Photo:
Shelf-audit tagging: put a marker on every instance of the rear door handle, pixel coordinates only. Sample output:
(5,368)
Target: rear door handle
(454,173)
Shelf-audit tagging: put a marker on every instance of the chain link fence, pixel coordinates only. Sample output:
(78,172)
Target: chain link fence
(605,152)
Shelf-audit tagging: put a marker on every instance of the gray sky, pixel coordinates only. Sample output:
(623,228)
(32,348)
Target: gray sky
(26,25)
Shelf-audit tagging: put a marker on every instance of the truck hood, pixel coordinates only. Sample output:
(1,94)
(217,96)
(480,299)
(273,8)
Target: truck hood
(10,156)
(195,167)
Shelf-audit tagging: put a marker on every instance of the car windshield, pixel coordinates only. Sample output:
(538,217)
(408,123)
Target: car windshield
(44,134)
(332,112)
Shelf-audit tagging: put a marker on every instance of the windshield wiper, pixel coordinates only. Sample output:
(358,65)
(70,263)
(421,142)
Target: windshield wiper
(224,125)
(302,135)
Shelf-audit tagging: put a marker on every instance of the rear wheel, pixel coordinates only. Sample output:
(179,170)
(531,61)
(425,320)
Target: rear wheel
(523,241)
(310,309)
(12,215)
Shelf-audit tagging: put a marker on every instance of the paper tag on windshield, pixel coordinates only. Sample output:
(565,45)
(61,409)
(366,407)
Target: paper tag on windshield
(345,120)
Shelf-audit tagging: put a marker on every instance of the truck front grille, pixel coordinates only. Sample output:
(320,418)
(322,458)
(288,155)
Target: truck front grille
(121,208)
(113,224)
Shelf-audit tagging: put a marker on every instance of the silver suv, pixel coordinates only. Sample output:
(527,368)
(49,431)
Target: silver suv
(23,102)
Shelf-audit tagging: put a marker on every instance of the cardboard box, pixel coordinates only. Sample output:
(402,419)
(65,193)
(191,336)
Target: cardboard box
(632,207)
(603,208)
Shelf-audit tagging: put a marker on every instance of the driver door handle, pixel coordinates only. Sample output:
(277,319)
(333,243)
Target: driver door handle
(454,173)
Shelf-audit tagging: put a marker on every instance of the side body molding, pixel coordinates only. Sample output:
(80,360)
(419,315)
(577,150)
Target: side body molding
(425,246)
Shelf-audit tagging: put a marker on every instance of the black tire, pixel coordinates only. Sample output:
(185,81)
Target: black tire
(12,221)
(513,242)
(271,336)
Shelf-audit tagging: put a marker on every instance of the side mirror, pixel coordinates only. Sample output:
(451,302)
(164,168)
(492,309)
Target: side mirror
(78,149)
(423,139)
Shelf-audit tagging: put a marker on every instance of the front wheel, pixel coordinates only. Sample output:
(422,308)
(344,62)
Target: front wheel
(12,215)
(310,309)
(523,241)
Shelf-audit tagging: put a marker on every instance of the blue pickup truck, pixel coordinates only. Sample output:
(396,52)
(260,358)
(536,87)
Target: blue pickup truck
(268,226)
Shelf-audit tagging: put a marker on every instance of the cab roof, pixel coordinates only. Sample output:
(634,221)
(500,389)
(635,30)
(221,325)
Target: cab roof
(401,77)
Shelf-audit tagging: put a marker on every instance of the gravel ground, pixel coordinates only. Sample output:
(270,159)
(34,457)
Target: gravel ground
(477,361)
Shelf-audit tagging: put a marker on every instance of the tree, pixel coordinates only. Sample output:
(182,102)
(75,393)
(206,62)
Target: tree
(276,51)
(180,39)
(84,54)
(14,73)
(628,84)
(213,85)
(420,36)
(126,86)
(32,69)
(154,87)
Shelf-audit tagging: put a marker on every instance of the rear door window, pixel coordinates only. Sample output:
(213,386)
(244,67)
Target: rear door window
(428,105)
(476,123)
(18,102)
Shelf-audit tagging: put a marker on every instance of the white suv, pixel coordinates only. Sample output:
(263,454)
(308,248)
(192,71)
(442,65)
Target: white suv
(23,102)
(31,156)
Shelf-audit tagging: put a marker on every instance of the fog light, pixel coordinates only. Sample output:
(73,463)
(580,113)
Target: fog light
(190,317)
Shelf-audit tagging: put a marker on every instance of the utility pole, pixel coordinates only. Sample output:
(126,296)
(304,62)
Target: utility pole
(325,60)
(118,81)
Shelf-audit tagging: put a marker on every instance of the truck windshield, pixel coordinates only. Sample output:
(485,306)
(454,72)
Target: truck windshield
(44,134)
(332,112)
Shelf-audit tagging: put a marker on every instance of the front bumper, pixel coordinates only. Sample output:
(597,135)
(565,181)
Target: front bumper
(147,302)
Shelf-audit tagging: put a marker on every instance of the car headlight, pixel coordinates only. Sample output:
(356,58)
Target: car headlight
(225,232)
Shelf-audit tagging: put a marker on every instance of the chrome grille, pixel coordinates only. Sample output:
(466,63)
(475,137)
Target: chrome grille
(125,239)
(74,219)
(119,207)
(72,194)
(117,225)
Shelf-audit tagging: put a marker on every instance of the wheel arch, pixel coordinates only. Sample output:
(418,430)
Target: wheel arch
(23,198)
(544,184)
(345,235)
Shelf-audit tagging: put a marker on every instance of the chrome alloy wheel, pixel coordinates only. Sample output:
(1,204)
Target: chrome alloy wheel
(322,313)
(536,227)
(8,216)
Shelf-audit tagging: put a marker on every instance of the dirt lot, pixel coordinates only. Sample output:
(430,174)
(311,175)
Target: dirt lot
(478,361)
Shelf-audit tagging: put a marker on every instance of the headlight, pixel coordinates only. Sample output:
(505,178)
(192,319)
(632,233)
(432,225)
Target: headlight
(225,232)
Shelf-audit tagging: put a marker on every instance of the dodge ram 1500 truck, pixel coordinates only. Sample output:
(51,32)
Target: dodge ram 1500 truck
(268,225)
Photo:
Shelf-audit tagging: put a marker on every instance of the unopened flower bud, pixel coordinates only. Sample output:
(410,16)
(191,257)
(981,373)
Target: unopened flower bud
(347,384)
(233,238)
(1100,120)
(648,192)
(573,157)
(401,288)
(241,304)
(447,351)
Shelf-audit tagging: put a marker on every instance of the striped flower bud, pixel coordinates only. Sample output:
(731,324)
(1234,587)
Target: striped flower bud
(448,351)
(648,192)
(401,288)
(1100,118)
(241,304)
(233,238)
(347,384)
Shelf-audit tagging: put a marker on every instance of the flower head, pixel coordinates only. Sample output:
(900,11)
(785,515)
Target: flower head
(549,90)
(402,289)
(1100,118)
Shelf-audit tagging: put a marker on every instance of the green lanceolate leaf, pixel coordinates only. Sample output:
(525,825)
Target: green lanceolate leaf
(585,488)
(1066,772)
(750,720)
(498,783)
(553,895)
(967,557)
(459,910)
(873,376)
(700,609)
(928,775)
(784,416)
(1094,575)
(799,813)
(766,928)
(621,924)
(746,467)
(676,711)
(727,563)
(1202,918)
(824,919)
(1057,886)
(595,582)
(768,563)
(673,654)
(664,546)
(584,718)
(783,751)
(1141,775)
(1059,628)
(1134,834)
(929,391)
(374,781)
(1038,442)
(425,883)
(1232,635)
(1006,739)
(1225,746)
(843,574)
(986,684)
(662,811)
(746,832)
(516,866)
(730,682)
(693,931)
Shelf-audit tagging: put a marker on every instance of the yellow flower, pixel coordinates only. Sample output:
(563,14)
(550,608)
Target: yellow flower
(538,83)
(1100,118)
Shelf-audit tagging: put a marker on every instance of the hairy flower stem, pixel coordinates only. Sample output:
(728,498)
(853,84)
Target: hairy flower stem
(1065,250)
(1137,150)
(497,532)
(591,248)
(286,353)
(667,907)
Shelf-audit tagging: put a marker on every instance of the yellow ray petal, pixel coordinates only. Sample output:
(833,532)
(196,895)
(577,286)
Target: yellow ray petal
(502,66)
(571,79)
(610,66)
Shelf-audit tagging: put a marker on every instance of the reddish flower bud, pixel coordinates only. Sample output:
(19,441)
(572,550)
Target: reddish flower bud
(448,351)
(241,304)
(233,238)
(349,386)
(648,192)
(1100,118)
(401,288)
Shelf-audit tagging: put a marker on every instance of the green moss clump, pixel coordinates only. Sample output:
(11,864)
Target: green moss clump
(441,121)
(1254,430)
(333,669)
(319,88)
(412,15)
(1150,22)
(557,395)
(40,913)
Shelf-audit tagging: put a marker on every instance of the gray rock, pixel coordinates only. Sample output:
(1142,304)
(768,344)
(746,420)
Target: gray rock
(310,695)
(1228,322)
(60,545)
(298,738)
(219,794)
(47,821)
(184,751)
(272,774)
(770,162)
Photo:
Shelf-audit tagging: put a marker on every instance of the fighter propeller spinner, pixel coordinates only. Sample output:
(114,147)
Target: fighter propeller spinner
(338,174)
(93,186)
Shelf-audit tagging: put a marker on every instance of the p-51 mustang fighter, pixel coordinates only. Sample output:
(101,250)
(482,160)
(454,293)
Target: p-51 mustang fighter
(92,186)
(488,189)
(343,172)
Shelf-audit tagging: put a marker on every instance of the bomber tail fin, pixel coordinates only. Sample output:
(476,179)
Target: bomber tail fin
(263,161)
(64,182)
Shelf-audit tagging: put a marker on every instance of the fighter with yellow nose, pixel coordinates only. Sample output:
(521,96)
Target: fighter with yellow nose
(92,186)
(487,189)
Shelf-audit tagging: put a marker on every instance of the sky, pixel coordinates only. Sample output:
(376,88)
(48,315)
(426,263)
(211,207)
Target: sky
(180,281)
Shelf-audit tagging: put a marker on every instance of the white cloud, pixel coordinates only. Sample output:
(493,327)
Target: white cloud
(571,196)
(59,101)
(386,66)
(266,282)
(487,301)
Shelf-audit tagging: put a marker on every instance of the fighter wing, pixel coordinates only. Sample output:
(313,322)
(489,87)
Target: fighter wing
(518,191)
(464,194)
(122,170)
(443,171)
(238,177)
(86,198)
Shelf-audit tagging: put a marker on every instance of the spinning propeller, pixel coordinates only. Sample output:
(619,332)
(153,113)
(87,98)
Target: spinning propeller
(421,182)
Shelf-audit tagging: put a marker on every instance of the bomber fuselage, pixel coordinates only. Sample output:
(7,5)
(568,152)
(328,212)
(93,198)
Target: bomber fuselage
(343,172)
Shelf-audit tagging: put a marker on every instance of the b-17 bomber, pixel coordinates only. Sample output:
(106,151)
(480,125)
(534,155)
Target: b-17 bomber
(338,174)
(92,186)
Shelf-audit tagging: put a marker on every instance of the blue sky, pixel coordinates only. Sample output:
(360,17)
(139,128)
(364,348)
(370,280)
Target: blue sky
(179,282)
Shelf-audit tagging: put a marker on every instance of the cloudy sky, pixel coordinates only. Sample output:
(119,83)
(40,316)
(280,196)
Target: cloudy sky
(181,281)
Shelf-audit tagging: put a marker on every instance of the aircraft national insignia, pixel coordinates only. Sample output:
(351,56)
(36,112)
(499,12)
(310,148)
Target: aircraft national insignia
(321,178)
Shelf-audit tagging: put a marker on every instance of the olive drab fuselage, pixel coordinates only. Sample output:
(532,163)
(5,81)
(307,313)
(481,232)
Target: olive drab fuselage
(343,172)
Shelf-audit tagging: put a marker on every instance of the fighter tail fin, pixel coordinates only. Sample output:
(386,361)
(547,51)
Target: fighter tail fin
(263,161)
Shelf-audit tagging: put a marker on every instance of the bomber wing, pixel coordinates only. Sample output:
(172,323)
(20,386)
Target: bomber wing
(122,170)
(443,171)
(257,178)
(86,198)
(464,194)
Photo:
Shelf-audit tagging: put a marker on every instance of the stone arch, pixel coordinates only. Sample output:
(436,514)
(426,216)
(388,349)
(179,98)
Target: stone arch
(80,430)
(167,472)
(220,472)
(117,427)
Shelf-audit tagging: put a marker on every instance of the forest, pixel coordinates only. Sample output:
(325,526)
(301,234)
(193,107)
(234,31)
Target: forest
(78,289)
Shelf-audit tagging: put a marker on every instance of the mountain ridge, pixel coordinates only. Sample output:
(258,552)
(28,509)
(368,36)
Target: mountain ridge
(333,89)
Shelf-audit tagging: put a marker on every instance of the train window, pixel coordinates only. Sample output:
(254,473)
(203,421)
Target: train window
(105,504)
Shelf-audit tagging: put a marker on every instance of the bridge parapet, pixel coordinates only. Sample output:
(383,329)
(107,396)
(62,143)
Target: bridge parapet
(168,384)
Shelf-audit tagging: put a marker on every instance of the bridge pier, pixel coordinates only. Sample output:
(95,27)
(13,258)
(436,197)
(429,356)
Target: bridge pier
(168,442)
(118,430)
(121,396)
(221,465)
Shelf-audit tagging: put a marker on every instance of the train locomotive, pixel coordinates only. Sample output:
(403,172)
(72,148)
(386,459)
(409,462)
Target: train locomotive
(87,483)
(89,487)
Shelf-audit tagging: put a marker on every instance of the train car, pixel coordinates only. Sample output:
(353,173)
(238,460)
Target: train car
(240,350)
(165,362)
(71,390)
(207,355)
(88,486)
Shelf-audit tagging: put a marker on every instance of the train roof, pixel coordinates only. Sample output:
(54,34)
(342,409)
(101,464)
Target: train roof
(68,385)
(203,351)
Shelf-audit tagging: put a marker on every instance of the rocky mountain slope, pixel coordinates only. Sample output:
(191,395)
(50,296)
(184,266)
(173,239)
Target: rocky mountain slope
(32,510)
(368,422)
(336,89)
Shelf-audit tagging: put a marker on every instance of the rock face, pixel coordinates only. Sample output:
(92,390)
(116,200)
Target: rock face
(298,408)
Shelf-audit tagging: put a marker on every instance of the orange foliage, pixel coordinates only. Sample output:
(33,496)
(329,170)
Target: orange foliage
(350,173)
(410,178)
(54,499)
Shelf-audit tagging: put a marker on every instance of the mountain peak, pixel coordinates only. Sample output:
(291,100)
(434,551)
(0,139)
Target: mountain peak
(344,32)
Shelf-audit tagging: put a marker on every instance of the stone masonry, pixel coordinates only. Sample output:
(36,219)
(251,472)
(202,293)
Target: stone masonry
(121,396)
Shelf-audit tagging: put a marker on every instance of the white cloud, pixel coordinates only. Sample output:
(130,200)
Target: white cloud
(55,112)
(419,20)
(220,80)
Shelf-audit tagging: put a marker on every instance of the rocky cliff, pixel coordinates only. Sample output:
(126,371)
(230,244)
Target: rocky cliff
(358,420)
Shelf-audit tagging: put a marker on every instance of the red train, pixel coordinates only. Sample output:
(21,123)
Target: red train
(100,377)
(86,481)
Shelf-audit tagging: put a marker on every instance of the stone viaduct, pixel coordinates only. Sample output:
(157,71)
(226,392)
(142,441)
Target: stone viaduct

+--

TASK STATEMENT:
Repeat the lines from the one containing "stone masonry, pixel" through the end of the listing, exactly and without any other lines; both ends are included.

WRITTEN ANSWER:
Shelf-audit tagging: put a marker on every instance of the stone masonry, pixel coordinates only. Sample output:
(36,219)
(251,472)
(202,293)
Target: stone masonry
(121,396)
Shelf-audit tagging: put a marker on every instance of the white cloud, pixel coordinates only. Sample output:
(130,200)
Target: white cloud
(55,112)
(419,20)
(220,80)
Shelf-audit tagging: put a marker on every instance of the rocky cliff, pixel coordinates only. Sample output:
(126,371)
(230,244)
Target: rocky cliff
(358,420)
Shelf-audit tagging: put a marker on every instance of the red train, pixel coordinates only. Sample output:
(21,123)
Target: red train
(100,377)
(86,481)
Shelf-audit tagging: put a marker on every instance of the stone viaduct, pixel coordinates only. Sample output:
(157,71)
(226,392)
(142,441)
Target: stone viaduct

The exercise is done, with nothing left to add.